EXERCISE PROMPT:
All entries shown below should be duplicated character for character.

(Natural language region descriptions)
★ ★ ★ ★

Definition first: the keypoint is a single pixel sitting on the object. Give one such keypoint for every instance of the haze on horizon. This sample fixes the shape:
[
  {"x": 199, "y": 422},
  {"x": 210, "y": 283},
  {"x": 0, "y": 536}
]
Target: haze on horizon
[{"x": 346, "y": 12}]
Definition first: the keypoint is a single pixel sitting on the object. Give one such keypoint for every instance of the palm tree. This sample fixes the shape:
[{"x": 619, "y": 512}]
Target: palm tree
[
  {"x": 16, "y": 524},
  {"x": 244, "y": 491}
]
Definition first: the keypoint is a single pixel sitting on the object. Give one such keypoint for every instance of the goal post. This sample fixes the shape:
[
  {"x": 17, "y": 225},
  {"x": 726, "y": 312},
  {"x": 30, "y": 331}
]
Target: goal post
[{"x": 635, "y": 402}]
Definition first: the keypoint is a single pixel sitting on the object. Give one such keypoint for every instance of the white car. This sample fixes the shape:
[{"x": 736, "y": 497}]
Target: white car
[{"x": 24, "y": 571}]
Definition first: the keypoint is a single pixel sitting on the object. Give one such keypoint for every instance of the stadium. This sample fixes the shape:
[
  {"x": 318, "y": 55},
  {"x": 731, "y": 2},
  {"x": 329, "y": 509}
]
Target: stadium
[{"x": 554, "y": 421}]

★ ★ ★ ★

SOLUTION FOR THIS TASK:
Definition first: the keypoint is a single pixel sitting on the object. Give one such keypoint for every instance of the haze on horizon. This sample fixes the shape:
[
  {"x": 199, "y": 422},
  {"x": 210, "y": 283},
  {"x": 0, "y": 536}
]
Target: haze on horizon
[{"x": 346, "y": 12}]
Definition first: the keypoint is a single pixel sitting on the object. Give one such keypoint for every instance of the palm tree. This sample fixes the shape:
[{"x": 619, "y": 512}]
Target: palm tree
[
  {"x": 16, "y": 524},
  {"x": 244, "y": 491}
]
Definition first: the keypoint is a single pixel sitting on the object. Give one such keypoint for every instance of the goal post. This sample fixes the shape:
[
  {"x": 17, "y": 225},
  {"x": 726, "y": 312},
  {"x": 30, "y": 331}
]
Target: goal post
[{"x": 635, "y": 402}]
Definition first: the keypoint is a single pixel sitting on the object. Give one such keypoint for every instance of the white car. This sample fixes the shape:
[{"x": 736, "y": 497}]
Target: white car
[{"x": 24, "y": 571}]
Definition first: the keypoint is a single pixel sitting on the object. Give one such keypoint for every instance of the stadium. This sample fixes the shape:
[
  {"x": 318, "y": 55},
  {"x": 731, "y": 2},
  {"x": 329, "y": 509}
]
Target: stadium
[{"x": 554, "y": 421}]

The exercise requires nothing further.